_Quoted text_
** BEGIN **

Researching Uber's Cadence

May 27 2021 3:10 PM Software Engineering, Data Engineering uber cadence go aws airflow grpc thrift 4159 views

I spent some time doing a precursory review of Uber's Cadence product. After a minor issue, I was able to get it running locally on my MacBook Pro. Here are my thoughts:

+ Created by the authors of Amazon's Simple Workflow Service (SWF) and Written in Go (compiled)
+ Fault-obvious design
+ Scalable
+ Supports multiple languages for the worker logic: Go, Java, Python, Ruby, .NET
+ Workflows / workers can be written in Go (compiled)
+ Utilizes Apache Thrift / gRPC
+ Handles external-to-internal communication via Signals (better than Airflow)
- Go client samples can be verbose / boilerplate-y (but that's just Go in general)
- Poor Web UI. Though you are encouraged to write your own REST API to provide programmatic control over your workflows / workers
- Learning curve may be steep for Python developers unfamiliar with Go
- Cadence community not as established or as large as Airflow community

I found this blog post to be a good source: Building your first Cadence workflow.

Here are some Cadence vs. Airflow points:

Airflow requires you to express workflows in python, as oppose to Cadence which is language agnostic.

Airflow seems to compute the graph statically and persist it in SqlAlchemy based store (MySQL or Postgres). Cadence just maintains workflow state as mutable state and append-only list of events stored in Cassandra. Our Persistence layer is pluggable but today we only provide Cassandra based persistence implementation.

Cadence provides atmost once task dispatch guarantee, meaning either the task is delivered to worker or it will timeout. Giving an opportunity to workflow logic to either retry the task or run some compensation logic. I didn't find any details on Airflow around those. My guess it provides atleast once guarantee meaning all your tasks need to be idempotent.

I didn't see any perf and scale numbers for Airflow, but considering it is backed by MySQL I have a feeling it will have limitations around number of active workflows and workflow executions per second. Cadence is backed by Cassandra and we are targeting much larger scale both in the terms of large number of active workflows and workflow executions per second.

Airflow seems to have pretty good experience around managing visualizing pipelines. Cadence only provides bare bones visibility API

– From https://github.com/uber/cadence/issues/331#issuecomment-324688649

Airflow executes a static DAG. The DAG is generated by code by cannot be mutated during execution. Cadence executes the workflow code directly which gives unlimited possibilities. For example Airflow has a hard time with the following scenario: read a number of partitions, execute an activity for each partition, wait for 80% of activities to complete then cancel the rest and execute upload results activity. This would be a pretty trivial Cadence workflow to implement.

Airflow has pretty limited scalability. Cadence was built as a highly scalable cloud service from the beginning. It was tested up to 200 million parallel workflows and 10+k events per second. But it can go much higher given more hardware.

Airflow is Python only. Cadence already supports writing workflows and activities in Go and Java. Python and C# clients are under active development. Any other language clients can be added.

I'm biased, but I think programming languages are much cleaner way to specify complex business logic over DAGs or any other JSON/XML/YAML based languages.

Cadence supports unlimited number of internal queues to routing activities to workers. This supports a lot of cool scenarios like routing tasks to specific boxes or pools of machines.

Cadence supports cross-dc (cross region in Amazon terminology) asynchronous replication. So even a complete region outage wouldn't bring down a system.

– From https://www.reddit.com/r/golang/comments/d2vv1p/ubercadence_cadence_is_a_distributed_scalable/f00ewxd

I hope this helps!

** END **

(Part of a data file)
** BEGIN **

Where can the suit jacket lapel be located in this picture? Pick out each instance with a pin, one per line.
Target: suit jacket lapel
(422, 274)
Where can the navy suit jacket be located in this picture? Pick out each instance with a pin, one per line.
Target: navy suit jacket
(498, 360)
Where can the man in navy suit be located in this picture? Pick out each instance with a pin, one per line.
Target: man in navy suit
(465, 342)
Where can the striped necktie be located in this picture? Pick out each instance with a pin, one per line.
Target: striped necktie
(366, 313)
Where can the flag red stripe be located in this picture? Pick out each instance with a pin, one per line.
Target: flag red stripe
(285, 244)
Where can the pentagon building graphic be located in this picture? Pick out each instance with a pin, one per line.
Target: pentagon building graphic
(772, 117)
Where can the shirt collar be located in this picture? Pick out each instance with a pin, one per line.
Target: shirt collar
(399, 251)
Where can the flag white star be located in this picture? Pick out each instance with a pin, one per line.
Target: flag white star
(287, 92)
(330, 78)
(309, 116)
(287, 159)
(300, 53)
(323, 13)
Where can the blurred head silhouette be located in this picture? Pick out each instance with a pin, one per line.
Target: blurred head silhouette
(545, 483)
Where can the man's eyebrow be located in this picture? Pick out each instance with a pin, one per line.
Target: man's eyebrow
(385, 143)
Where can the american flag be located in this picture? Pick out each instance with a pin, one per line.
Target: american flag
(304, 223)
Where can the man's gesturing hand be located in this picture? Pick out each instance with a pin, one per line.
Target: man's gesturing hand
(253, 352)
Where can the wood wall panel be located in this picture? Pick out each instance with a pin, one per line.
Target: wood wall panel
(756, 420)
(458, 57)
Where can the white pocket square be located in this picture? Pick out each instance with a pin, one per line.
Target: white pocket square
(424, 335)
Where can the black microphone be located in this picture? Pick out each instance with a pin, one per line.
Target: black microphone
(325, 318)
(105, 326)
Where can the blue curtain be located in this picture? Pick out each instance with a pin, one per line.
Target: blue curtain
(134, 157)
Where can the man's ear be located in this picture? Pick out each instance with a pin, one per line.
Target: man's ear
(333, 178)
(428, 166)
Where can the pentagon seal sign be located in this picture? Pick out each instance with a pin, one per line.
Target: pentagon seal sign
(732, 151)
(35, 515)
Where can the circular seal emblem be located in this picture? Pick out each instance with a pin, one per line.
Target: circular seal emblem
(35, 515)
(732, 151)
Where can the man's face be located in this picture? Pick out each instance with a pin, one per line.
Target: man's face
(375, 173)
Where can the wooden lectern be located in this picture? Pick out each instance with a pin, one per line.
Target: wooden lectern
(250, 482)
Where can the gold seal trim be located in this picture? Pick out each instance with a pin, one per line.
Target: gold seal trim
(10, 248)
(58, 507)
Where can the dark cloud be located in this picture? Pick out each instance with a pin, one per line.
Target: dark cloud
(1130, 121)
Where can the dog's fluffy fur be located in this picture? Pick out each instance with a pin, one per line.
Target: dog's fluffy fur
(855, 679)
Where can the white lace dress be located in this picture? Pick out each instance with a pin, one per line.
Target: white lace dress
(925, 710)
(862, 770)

** END **

_Exercise_
Reproduce the passage of the Cadence review, starting at "I'm biased, but" and ending at "hope this helps!".

_Exercise solution_
I'm biased, but I think programming languages are much cleaner way to specify complex business logic over DAGs or any other JSON/XML/YAML based languages.

Cadence supports unlimited number of internal queues to routing activities to workers. This supports a lot of cool scenarios like routing tasks to specific boxes or pools of machines.

Cadence supports cross-dc (cross region in Amazon terminology) asynchronous replication. So even a complete region outage wouldn't bring down a system.

– From https://www.reddit.com/r/golang/comments/d2vv1p/ubercadence_cadence_is_a_distributed_scalable/f00ewxd

I hope this helps!